═══ EXCERPT TO READ ═══

Skip to content

Mortgage Rates have Dropped and Will Fall Further

Mortgage shopping

Rate forecasting isn’t rocket science – it’s more common sense than you think! But, it requires a clear mind to make sense of all the rubbish that’s being published these days.

I’ve been forecasting for a while now that interest rates would start to come back down this year. Currently, interest rates are down by around 0.4% and will come down further.


In 2017, the Bank of Canada started raising the prime rate. Rates were raised five times over a 15-month period from July 2017 to October 2018. That’s a 1.25% increase. Most experts believed rates would continue to increase by another 1-2%. This is hard to imagine when you look at the facts, but this is what the “experts” forecasted.

I couldn’t understand how or why anyone could expect the average homeowner would be able to absorb these anticipated rate hikes. Over this 15-month period, if you had a $300,000 mortgage, your payments would have increased from $1,420 to $1,618, or $198 more per month! And, yet, the “experts” were calling for rates to rise by another 1-2% over the next year. Madness! I don’t care what the BoC wants to do, if they stayed the course on this path of rate hikes, there would be skyrocketing loan defaults, bankruptcies, a real estate crash and a recession, or perhaps even a depression.

═══ ENTRIES SUPPLIED ═══

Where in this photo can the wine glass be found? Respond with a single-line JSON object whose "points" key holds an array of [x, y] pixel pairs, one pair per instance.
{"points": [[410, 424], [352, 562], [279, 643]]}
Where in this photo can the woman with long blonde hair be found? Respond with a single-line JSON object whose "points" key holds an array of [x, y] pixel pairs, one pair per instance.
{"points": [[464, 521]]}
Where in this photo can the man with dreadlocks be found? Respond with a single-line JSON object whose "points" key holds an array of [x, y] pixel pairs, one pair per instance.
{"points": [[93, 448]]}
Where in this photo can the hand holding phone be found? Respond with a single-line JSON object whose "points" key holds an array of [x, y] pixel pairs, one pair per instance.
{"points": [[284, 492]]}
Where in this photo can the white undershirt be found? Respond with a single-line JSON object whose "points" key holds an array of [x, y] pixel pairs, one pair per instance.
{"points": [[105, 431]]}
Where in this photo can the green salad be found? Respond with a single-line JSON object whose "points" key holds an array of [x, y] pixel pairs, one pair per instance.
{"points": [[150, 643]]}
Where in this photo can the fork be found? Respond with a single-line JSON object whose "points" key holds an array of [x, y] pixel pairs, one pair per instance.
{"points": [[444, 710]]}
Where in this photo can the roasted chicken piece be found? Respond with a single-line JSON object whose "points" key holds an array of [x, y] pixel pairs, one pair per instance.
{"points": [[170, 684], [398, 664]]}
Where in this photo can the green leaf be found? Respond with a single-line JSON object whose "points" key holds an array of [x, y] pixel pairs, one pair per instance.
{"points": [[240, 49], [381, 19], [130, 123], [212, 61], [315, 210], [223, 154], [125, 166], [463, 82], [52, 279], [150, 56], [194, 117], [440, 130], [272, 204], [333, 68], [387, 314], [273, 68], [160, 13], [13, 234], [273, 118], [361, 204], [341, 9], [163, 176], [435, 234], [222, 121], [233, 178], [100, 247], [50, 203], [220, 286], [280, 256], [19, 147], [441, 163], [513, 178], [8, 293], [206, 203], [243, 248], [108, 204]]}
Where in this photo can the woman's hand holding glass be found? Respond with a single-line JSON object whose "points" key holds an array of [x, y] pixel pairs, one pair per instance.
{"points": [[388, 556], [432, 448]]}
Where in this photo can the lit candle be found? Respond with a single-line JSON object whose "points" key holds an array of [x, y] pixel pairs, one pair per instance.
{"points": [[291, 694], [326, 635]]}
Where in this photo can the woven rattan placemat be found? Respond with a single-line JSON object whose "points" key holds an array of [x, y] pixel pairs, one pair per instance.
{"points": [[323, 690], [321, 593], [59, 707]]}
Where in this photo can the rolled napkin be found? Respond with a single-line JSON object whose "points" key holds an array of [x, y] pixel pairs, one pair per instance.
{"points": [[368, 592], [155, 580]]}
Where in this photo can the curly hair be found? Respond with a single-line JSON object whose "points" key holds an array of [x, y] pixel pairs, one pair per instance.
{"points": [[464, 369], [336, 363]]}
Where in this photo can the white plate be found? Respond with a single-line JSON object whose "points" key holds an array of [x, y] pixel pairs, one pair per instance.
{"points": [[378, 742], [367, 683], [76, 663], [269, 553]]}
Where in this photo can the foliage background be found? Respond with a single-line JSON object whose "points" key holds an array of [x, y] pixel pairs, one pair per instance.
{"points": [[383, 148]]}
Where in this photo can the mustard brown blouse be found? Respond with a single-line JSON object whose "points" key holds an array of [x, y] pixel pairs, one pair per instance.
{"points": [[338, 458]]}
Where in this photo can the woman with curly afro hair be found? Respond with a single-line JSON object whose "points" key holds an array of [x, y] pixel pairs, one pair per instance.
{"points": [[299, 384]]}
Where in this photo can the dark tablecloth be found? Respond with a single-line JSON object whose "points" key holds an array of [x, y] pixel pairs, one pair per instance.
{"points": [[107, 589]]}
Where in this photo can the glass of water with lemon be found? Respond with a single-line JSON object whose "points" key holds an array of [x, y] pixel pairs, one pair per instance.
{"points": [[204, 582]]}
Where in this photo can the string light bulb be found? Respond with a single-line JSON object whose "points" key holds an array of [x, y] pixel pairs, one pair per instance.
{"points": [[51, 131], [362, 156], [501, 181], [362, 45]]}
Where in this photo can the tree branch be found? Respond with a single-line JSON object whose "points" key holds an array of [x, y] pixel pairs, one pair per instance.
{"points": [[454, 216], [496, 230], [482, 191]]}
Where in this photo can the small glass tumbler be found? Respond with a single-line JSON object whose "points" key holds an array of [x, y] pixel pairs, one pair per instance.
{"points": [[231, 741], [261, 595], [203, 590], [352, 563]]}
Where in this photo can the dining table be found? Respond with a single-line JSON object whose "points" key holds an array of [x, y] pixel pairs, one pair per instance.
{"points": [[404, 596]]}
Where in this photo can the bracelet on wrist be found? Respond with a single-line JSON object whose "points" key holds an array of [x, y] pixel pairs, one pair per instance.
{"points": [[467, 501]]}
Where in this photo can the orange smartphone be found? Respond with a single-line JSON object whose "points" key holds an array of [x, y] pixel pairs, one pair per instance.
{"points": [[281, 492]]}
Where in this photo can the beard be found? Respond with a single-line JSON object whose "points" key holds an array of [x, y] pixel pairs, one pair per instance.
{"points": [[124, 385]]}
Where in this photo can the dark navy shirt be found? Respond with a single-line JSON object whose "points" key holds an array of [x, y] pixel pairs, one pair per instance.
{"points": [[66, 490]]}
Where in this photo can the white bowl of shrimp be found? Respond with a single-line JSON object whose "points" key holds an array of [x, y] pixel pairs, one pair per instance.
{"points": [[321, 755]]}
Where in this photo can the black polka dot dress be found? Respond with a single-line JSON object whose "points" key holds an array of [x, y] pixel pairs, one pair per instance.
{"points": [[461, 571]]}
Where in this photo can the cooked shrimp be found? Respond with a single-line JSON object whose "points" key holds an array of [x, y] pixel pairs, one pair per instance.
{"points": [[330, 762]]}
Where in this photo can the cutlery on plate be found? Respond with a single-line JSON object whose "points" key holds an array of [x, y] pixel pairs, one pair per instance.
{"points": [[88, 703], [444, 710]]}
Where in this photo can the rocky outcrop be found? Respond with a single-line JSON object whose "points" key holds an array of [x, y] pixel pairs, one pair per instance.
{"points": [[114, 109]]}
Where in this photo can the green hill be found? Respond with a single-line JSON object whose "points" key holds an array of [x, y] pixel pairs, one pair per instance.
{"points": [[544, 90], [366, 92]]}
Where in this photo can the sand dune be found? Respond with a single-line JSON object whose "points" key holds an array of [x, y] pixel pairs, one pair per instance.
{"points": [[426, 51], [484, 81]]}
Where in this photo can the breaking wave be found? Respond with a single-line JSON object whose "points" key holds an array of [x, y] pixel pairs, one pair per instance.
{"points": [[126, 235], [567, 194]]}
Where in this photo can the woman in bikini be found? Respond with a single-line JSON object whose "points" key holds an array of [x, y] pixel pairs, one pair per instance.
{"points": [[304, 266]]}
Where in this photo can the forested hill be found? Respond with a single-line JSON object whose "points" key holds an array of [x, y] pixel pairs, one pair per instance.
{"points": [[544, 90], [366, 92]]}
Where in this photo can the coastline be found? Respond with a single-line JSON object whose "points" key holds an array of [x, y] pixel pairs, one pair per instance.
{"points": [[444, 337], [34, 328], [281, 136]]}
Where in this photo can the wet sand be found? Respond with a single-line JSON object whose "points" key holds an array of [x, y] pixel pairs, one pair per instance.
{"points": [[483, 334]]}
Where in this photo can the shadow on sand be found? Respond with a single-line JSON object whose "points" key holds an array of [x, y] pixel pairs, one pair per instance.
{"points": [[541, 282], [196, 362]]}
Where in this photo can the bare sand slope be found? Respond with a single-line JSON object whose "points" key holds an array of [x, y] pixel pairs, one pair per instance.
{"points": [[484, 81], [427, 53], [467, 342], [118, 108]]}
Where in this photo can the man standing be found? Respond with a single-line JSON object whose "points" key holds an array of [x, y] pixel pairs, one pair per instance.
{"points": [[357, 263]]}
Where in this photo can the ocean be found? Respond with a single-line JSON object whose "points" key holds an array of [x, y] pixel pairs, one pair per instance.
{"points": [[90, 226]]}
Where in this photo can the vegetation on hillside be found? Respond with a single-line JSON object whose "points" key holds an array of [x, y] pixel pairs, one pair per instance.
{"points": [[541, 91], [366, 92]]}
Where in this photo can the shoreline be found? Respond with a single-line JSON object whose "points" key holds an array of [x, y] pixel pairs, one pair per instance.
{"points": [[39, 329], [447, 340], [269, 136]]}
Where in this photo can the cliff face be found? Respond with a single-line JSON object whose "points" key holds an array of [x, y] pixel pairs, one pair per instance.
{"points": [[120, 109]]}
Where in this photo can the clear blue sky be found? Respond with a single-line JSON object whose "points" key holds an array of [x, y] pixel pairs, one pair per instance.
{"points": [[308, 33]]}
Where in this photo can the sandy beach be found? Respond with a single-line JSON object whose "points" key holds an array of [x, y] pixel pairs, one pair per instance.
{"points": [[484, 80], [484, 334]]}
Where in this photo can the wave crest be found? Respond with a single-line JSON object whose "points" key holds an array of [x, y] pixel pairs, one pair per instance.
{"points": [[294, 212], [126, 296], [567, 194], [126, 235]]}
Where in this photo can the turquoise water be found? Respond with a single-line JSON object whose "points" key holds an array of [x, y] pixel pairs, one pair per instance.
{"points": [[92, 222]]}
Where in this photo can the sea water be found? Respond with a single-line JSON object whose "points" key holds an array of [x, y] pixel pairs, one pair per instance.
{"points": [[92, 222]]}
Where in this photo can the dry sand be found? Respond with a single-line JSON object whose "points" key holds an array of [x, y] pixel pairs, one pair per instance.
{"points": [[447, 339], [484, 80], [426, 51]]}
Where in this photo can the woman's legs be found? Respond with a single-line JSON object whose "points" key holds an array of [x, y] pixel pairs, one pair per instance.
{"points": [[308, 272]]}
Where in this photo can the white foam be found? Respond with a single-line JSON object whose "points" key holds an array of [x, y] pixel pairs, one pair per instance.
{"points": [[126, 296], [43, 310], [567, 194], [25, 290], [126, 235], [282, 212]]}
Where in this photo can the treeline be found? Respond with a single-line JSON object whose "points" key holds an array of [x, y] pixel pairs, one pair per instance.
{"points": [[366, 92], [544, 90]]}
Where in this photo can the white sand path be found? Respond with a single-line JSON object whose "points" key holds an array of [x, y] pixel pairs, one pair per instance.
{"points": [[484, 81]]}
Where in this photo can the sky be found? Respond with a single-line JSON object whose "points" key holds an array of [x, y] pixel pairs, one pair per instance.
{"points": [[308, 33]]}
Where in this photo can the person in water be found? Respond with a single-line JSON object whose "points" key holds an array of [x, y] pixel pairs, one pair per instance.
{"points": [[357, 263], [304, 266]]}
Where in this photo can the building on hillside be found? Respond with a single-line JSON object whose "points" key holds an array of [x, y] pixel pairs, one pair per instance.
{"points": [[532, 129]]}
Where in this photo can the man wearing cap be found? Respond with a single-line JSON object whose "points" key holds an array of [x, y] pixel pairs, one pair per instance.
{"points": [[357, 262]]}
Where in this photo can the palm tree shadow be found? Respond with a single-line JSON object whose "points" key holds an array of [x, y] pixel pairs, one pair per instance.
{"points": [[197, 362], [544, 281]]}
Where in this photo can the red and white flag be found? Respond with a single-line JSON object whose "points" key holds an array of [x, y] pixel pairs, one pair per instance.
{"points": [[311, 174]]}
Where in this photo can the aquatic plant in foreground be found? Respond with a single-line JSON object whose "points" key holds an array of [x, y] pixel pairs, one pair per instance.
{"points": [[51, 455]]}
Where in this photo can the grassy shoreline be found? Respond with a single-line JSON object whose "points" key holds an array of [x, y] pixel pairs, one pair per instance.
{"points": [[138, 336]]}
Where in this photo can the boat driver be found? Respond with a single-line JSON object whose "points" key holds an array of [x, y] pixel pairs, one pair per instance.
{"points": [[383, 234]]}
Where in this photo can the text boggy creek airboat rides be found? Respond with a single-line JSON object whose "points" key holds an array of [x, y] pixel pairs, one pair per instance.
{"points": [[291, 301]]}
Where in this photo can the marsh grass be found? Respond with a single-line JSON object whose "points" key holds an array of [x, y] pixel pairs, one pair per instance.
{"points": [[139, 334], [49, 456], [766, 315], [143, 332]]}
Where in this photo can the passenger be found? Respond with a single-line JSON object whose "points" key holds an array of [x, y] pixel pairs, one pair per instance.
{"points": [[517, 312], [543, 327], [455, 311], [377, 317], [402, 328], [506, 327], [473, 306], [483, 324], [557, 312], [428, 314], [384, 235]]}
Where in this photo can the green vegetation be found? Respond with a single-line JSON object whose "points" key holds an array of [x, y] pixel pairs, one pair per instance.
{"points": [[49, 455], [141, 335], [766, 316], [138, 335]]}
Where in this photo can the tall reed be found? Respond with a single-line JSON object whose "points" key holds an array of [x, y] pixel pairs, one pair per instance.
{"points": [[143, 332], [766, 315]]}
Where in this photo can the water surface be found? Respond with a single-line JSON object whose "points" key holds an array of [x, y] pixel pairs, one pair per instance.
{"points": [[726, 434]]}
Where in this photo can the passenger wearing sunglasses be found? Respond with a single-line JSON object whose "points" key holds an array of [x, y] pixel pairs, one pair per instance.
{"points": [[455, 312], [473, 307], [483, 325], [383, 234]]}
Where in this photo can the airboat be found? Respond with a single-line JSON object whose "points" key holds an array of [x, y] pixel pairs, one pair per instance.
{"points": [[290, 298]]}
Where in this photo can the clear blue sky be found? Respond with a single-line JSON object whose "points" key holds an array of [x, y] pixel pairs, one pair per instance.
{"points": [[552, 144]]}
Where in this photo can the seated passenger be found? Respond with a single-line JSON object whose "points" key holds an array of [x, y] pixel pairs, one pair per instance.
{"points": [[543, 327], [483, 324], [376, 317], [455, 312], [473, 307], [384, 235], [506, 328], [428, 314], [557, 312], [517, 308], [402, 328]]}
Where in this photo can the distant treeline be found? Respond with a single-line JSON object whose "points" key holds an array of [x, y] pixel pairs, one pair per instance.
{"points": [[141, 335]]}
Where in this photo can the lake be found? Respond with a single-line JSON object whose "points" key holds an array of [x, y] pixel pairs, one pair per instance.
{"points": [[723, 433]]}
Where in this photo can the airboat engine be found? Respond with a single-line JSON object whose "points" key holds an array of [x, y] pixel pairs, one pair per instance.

═══

List every consequence the mortgage rate article predicts if the Bank of Canada kept raising rates. The records are separate material, unrelated to the mortgage rate article.

**EXPECTED ANSWER:**
- Skyrocketing loan defaults
- Bankruptcies
- A real estate crash
- A recession
- Perhaps even a depression